▶ [STUDY TEXT]:
Monterey County is still in the Purple Tier, but inching closer to the Red Tier.
Sara Rubin here, thinking of how one year ago at this time, we anticipated closures might last for a few weeks. Event organizers rescheduled from spring to summer of 2021 (oops) and it seemed like a big deal when schools announced they’d remain closed for the remainder of the 2019-20 school year.
By now, a lot of us have become accustomed to a mostly-closed world. But a lot of community members remain out of work—in December, Monterey County’s unemployment rate was 11.4 percent. That’s down from the start of the pandemic, when it hit a record of 20.2 percent, but the need to get people back to work and the economy moving remains. But for a year, it’s been a dance between reopening—to benefit the economy, but also our mental and physical health, and to end social isolation—and remaining closed, in order to stop the spread of Covid-19 and save lives.
Since the state of California introduced its county-by-county system of tiers, Monterey County has been stuck in the Purple Tier, indicating that the risk of Covid-19 transmission is widespread. With that high risk level—calculated based upon the test positivity rate and new cases per 100,000 people each week—our economy has stayed in the most restricted set of guidelines.
It feels like such a long time ago, before a holiday-season surge and widespread stay-at-home orders took effect, that Monterey County officials in November sought permission to get upgraded to the less restrictive Red Tier. We moved backwards before we moved forward, and statewide data released yesterday puts Monterey County within reach of Red Tier status. Per the latest figures, Monterey County has 7.2 new Covid-19 cases per 100,000 people and a test positivity rate of 3.1 percent. That test positivity rate is good enough to bring us into the Red Tier, and cases per 100,000 is close—we need to be under 7. If we can stay there for two consecutive weeks, state health officials will move us from the Purple Tier to the Red Tier.

▶ [WORK TASK 1]:
Answer from the Monterey County text:
(a) What was Monterey County's unemployment rate in December?
(b) What record unemployment rate did the county hit at the start of the pandemic?
(c) What test positivity rate do the latest figures show for the county?
▶ [WORK TASK 2]:
Repeat the part of the Monterey County text that begins at the words "Sara Rubin here, thinking" and ends after "and save lives.".
▶ [WORK TASK 3]:
Summarize the Monterey County text in two sentences.
The records that come next have nothing to do with the Monterey County text.

▶ [GIVEN RECORDS]:
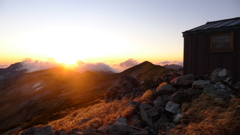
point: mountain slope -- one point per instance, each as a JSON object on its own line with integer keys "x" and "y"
{"x": 35, "y": 98}
{"x": 146, "y": 70}
{"x": 11, "y": 71}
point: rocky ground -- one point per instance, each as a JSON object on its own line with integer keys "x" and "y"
{"x": 173, "y": 104}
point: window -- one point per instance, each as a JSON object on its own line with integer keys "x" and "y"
{"x": 221, "y": 42}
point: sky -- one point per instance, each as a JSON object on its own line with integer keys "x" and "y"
{"x": 107, "y": 31}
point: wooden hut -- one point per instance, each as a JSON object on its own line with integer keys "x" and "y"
{"x": 213, "y": 45}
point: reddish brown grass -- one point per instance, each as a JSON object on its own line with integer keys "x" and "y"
{"x": 204, "y": 116}
{"x": 99, "y": 114}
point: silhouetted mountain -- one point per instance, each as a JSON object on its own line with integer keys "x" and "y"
{"x": 11, "y": 71}
{"x": 146, "y": 70}
{"x": 34, "y": 98}
{"x": 173, "y": 66}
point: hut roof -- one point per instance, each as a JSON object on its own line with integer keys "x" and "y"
{"x": 233, "y": 23}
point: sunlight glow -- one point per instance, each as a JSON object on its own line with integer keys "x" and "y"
{"x": 67, "y": 45}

▶ [RESPONSE 1]:
(a) 11.4 percent
(b) 20.2 percent
(c) 3.1 percent

▶ [RESPONSE 2]:
Sara Rubin here, thinking of how one year ago at this time, we anticipated closures might last for a few weeks. Event organizers rescheduled from spring to summer of 2021 (oops) and it seemed like a big deal when schools announced they’d remain closed for the remainder of the 2019-20 school year.
By now, a lot of us have become accustomed to a mostly-closed world. But a lot of community members remain out of work—in December, Monterey County’s unemployment rate was 11.4 percent. That’s down from the start of the pandemic, when it hit a record of 20.2 percent, but the need to get people back to work and the economy moving remains. But for a year, it’s been a dance between reopening—to benefit the economy, but also our mental and physical health, and to end social isolation—and remaining closed, in order to stop the spread of Covid-19 and save lives.

▶ [RESPONSE 3]:
Monterey County has stayed in California's most restrictive Purple Tier, which signals widespread Covid-19 transmission risk, while many residents remain out of work. The latest figures show 7.2 new cases per 100,000 people and a 3.1 percent test positivity rate, putting the county within reach of the Red Tier if it gets cases under 7 and holds there for two consecutive weeks.